**HOW TO COMPLETE THIS TASK**
Do these statements agree with the article on the Bethel grocery closing? For each, answer yes or no and quote the deciding words from the article. 1. Swanson's moved into a new building last summer. 2. Alaska Commercial Co. plans to raise its prices once Swanson's closes. 3. The reasons for the Swanson's closure have been explained.

Alaska News

No reason yet offered for Bethel grocery closing, but competitor promises not to raise prices

BETHEL -- The lone big grocery store that will be operating in this Western Alaska hub community after Friday won't raise its prices but does expect a boost in business with competitor Swanson's closing, an executive with Alaska Commercial Co. said Tuesday.

The reasons behind the closure of Swanson's haven't been explained. Neither Omni Enterprises Inc. -- the employee-owned company that ran the store -- nor Bethel Native Corp. -- builder and owner of the modern new building that Swanson's moved into last summer -- responded to requests for interviews Monday and Tuesday.

Is Bethel too small for two full-scale grocery stores? Did Swanson's fail to lure enough customers at its new location? Was it overextended because of lease payments to both Bethel Native Corp. for the new space and to Sea Lion Corp. -- the village corporation for Hooper Bay -- for the old grocery store building now being used for storage?

And what will happen to the modern new Swanson's space?

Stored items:
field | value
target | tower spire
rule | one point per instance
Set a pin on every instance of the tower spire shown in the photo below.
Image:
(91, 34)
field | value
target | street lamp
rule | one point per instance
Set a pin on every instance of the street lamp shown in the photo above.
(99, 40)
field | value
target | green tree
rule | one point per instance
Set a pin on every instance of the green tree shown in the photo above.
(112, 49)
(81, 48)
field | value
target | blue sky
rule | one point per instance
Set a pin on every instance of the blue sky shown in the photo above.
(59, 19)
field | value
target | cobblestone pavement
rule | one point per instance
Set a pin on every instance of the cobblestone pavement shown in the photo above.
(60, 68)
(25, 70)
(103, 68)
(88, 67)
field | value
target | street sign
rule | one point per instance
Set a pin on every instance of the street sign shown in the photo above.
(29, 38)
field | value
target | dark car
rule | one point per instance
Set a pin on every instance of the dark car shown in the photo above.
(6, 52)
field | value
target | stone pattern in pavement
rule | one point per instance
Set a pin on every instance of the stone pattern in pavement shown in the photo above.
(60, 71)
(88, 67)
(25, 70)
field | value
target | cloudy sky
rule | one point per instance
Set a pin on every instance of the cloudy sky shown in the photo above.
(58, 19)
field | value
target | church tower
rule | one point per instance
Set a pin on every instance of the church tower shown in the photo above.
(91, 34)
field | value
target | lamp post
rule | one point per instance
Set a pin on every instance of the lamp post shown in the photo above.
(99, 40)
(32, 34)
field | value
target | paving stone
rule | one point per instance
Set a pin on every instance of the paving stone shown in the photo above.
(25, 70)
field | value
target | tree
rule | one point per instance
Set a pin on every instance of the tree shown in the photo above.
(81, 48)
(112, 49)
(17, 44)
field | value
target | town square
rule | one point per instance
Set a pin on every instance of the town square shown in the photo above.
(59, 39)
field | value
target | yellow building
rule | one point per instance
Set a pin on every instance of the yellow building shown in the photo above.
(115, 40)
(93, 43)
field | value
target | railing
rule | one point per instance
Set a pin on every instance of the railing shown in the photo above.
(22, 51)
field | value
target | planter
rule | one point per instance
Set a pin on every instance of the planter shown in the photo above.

**RESPONSE TO THIS EXERCISE**
1. Yes: "the modern new building that Swanson's moved into last summer"
2. No: "won't raise its prices"
3. No: "The reasons behind the closure of Swanson's haven't been explained."